[TASK BRIEF]: Your answer must match the records word for word and contain no pictures.
*** RECORDED INFORMATION ***
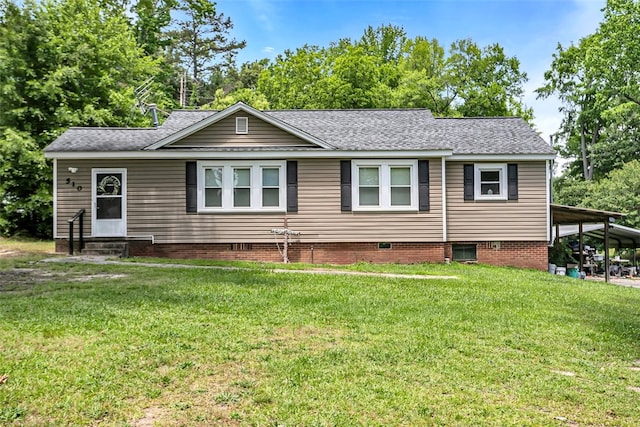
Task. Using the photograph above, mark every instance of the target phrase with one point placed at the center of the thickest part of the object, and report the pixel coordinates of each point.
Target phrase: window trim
(255, 188)
(481, 167)
(242, 125)
(464, 247)
(384, 192)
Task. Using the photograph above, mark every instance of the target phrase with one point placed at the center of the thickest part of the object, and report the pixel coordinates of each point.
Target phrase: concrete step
(120, 249)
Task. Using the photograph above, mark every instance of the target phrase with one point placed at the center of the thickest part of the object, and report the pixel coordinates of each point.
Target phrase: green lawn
(133, 345)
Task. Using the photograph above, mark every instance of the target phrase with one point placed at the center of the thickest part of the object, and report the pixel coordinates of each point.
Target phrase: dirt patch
(151, 415)
(7, 253)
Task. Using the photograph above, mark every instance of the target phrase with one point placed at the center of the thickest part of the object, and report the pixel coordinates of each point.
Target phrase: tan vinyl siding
(522, 219)
(156, 206)
(223, 134)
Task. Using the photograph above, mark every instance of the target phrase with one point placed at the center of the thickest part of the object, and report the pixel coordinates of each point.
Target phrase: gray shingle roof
(402, 129)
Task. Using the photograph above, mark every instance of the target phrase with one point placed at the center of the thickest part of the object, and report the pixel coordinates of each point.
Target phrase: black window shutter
(292, 186)
(512, 181)
(192, 187)
(345, 185)
(423, 185)
(468, 182)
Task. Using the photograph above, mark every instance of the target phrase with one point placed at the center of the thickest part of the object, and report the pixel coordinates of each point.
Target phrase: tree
(200, 38)
(385, 69)
(598, 82)
(62, 63)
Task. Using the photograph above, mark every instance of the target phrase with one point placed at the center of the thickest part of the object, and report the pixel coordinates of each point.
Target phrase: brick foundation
(525, 254)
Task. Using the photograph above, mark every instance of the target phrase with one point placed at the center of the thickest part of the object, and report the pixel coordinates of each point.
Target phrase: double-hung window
(490, 181)
(385, 185)
(241, 186)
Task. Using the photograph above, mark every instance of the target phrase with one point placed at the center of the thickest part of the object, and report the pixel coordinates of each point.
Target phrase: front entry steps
(119, 249)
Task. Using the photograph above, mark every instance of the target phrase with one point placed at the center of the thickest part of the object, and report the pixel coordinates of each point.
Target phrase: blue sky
(527, 29)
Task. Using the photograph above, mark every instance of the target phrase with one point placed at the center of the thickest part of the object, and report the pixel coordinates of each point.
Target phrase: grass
(21, 246)
(134, 345)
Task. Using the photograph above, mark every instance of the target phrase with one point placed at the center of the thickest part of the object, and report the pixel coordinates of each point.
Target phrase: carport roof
(626, 237)
(562, 214)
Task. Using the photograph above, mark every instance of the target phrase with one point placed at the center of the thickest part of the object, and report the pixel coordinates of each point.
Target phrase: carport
(571, 215)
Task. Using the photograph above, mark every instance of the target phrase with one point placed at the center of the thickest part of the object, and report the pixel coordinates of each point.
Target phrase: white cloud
(264, 13)
(269, 51)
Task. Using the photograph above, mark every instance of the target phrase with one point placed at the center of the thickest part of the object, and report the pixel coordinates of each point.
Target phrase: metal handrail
(80, 217)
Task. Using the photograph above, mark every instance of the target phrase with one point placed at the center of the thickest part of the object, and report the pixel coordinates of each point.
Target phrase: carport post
(581, 246)
(606, 250)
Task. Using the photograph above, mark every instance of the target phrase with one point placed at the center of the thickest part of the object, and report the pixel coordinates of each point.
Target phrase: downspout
(55, 198)
(549, 194)
(444, 200)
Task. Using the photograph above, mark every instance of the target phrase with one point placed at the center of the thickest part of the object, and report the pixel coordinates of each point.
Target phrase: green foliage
(25, 186)
(62, 63)
(597, 80)
(385, 69)
(571, 191)
(201, 38)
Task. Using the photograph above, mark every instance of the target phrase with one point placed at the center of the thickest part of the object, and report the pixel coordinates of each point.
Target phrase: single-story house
(392, 185)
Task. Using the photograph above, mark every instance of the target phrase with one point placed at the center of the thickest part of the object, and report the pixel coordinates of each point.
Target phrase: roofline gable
(239, 106)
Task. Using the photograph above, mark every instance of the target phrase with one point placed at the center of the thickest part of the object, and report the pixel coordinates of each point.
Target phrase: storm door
(109, 218)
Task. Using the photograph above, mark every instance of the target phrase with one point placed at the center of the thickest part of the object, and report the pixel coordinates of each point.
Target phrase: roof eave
(231, 154)
(240, 106)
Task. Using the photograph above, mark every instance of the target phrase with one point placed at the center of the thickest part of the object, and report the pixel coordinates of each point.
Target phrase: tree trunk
(587, 169)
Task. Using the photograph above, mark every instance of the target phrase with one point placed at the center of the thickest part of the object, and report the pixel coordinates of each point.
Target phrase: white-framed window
(385, 185)
(242, 125)
(239, 186)
(490, 181)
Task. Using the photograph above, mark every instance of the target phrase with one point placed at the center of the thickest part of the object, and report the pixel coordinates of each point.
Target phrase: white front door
(109, 194)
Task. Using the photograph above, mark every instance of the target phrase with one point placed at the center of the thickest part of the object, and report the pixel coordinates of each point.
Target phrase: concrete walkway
(83, 259)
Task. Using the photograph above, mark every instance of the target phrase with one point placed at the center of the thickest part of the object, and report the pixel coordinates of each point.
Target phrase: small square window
(466, 252)
(490, 181)
(242, 125)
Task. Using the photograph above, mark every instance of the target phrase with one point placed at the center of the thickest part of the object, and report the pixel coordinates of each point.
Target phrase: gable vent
(242, 125)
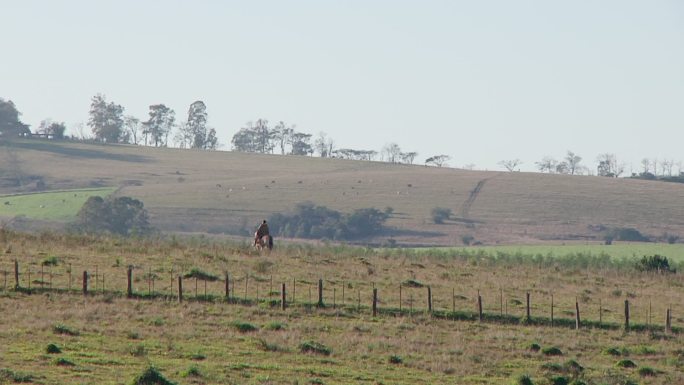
*** End of RECORDED INFORMATION ***
[TASK RESULT]:
Task. Using the photograph above, mark every instance of the target phrase with one point placed at the center of the thickest part of the object, and report the pixel coordinates of each point.
Target phrase: window trim
(255, 188)
(481, 167)
(242, 125)
(464, 247)
(384, 192)
Task. Using the photograph above, mark every instance of the target phrase with one point placed at the center of the thickest part of the object, and report the pixel coordinates of each point.
Target phrase: concrete step
(120, 249)
Task. Using the photograph above, mark every instance of the target phrase with one point placed at the center of the thickest part of the object, and report the pixel coordinates of each point.
Target phrase: green lawn
(133, 345)
Task. Using the photograph above, mark every instance of the target phrase with one point placed at the center of the thickest part of the object, and report the pixel coordinates of each point.
Target phrase: dirt patch
(151, 415)
(7, 253)
Task. Using the photograph above, mark every instance of the target phrase with one point placed at the center of the thickest part of the object, and report the pixel coordinates of each point.
Target phrase: tan vinyl siding
(522, 219)
(156, 206)
(223, 134)
Task. Using the photograph above, mark every instance of the target phrase with one point placed at the center of the thickest part of the object, and report the pixel coordinates of each point.
Target phrase: gray shingle roof
(402, 129)
Task. Using the photograph above, mark every instance of the target phrase with one point placed at the center of the thickest part of the object, and report the pixel coordinates of each point.
Target phrase: black window shutter
(292, 186)
(512, 181)
(192, 187)
(345, 185)
(423, 185)
(468, 182)
Task. Using the photograph above, mark every instance of the target phrase with one point placed at the center of the thickest part of the object, and report the pixel coordinates of each point.
Target phrase: tree
(200, 38)
(385, 69)
(598, 82)
(62, 63)
Task. Using the photograph above, mark every instance of the target phrase with one point placed at the center of the thickest part of the object, and report the pixel coordinates of each point.
Target phrase: brick foundation
(525, 254)
Task. Using the photograph above, mark every instance of the target phrase with one point placed at the center of the thickest part of the object, and report the pixel coordinates of each point.
Target phrase: double-hung window
(490, 181)
(385, 185)
(241, 186)
Task. Using the photograph above, mark every instance of the target phrase with one point placed at the center of the thickest part of the object, and report the pixel coordinates of each point.
Target phrase: front entry steps
(119, 249)
Task. Using the photograph above, mark every instance of the target phrase with one point placed at the center of the thickest part of the object, and report the pixel coordinates of each point.
Target phrase: blue sky
(527, 29)
Task. Using the photograph above, mark every instance of the target phrase with one point placed at the center of the thickest part of the object, and report the pixel coordinates of each point.
Target phrase: grass
(21, 246)
(134, 345)
Task. Using the photograph above, mark every instance of the target phrase with one point placed at the center of the thickest part of the object, and report the pixel coordinates of each point.
Target phrase: carport roof
(626, 237)
(562, 214)
Task. Using the photograph above, mark every instance of the target phrase with one point placed at the center of the thickest part of the object, and report the pixel coordinates of each point.
Target phrase: carport
(571, 215)
Task. Using the photograph above, mark every instance of the target phrase with one point placed at the center of the thickest part of the object, and report the pixel coordinates of each point.
Target phrase: white cloud
(264, 13)
(269, 51)
Task. Using the photograph above, mark every instance of the target phrase with one point placed at the center of the thickest part of the object, and report the pixel coordinates of each point.
Target phrase: metal handrail
(80, 217)
Task. Using the photograph above, mark every instance of the target phrase with one point placed at the center of the thickest part of the object, and report the pixel coordinates of each point.
Target phrase: carport post
(581, 246)
(606, 250)
Task. Using the photograph above, mark every instance of the target phrase with one point placed at the center of the thickest part of the object, and report the pixel coordinates of each point.
Target phrase: downspout
(55, 198)
(549, 194)
(444, 200)
Task. Using the photograph above, mark every instance of the target phrase with one point placed at the center of the thickest part of the object, and report the pixel coordinates of each point.
Target phrase: green foliage
(25, 186)
(62, 63)
(597, 80)
(385, 69)
(571, 191)
(201, 38)
Task. Using the photograph above, mark every instance of the target phrase with one point placed at the center of the thickest part of the object, and report the pixel coordinates of each point.
Target phrase: single-story house
(392, 185)
Task. Using the photograph above, mark every instance of the target phrase with one point placed at the center of the thickest part of the object, and report the pixel coordinates of each point.
Target phrase: roofline gable
(239, 106)
Task. Using the photograph above, mark every instance of the target phrase with one point placed at the center of the thickest part of the object, and report the pixel coordinates of each point.
Target phrase: storm door
(109, 218)
Task. Using the photograph above, mark every instance of the target phrase with one point placed at the center of the thickest part of the object, and report the pixel coordinates of each point.
Target phrase: roof eave
(231, 154)
(240, 106)
Task. Using the photograph above, mark every instance of the target phrase with one point placed at the center of the thickest part of the object, and report the pixel coordinates of each point.
Target phrase: tree trunk
(587, 169)
Task. Using the photograph above, mark every instance of the target phrase with one point placed at the center of the thickest part of the object, and report the pixel coordinates of each point.
Target phrase: white-framed window
(385, 185)
(242, 125)
(239, 186)
(490, 181)
Task. Using the photograph above, mark every instance of the target phrase with one point placed at the center of the thickest part of the object, and report the pixel coordinates of each point.
Target phrase: white front door
(109, 194)
Task. Using the photograph above, mark every instance of the target phrase with one point placed at the center of the thickest part of the object, and report the pixel coordinates of each point.
Target phrase: concrete walkway
(83, 259)
Task. Using the photograph above, mark every instance of the target phrase with one point placed at the center of the thickest part of the object, and report the pixel coordinates of each point.
Target phrase: small square window
(466, 252)
(490, 181)
(242, 125)
Task. Using the photograph above, mark every instance of the target phrase with one point placed at the center of the thickest part of the object, and report the pixel coordinates of each point.
Target phrase: gable vent
(242, 125)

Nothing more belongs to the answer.